▶ Directions: List every line in the entries below that contains the word "above", matching case exactly.

▶ Input:
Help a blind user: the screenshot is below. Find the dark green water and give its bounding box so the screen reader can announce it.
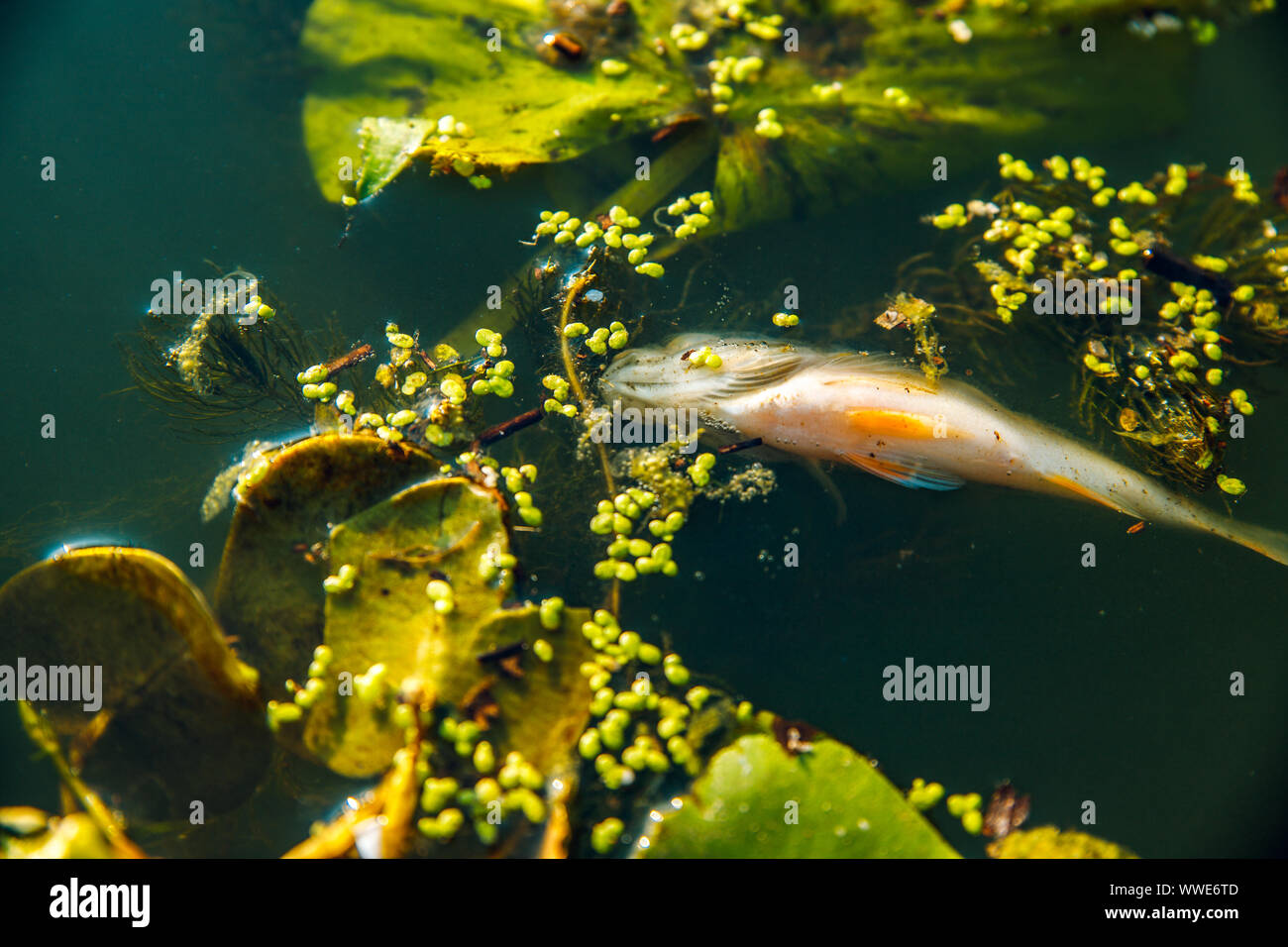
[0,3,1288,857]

--

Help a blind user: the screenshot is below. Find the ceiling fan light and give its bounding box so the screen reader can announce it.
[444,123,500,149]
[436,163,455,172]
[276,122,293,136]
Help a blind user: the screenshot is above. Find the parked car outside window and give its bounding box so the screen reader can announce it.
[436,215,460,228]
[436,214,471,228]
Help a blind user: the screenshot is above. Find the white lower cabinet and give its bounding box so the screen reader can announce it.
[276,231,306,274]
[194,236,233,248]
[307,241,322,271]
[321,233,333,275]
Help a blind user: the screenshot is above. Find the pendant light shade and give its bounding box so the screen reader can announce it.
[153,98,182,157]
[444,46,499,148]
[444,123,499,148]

==

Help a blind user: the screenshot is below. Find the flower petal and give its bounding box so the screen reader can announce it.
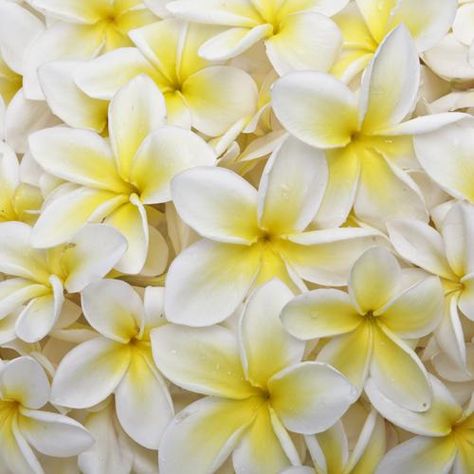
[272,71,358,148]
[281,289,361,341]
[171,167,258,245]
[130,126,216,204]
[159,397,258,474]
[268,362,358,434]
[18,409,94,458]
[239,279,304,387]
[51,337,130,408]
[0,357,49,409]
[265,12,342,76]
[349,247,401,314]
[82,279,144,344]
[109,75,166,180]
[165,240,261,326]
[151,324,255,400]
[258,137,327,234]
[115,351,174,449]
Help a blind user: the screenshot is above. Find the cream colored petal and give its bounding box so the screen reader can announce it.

▶ Result for this task:
Help a blind user: the screenshot is above. Find the parked car outside window and give its bounding box so the screen reader can announce it.
Help a blind user: the screenshot is above. Find the white lower cabinet and give its bounding box so the screen reader can announce it.
Help a blind user: the screenshot is above. Find the pendant light shade and give its bounding box so the screen reader can announce it.
Help a blind user: the screenshot is above. Find the cream colored petal and give its bounding box so the screen reader can announce it.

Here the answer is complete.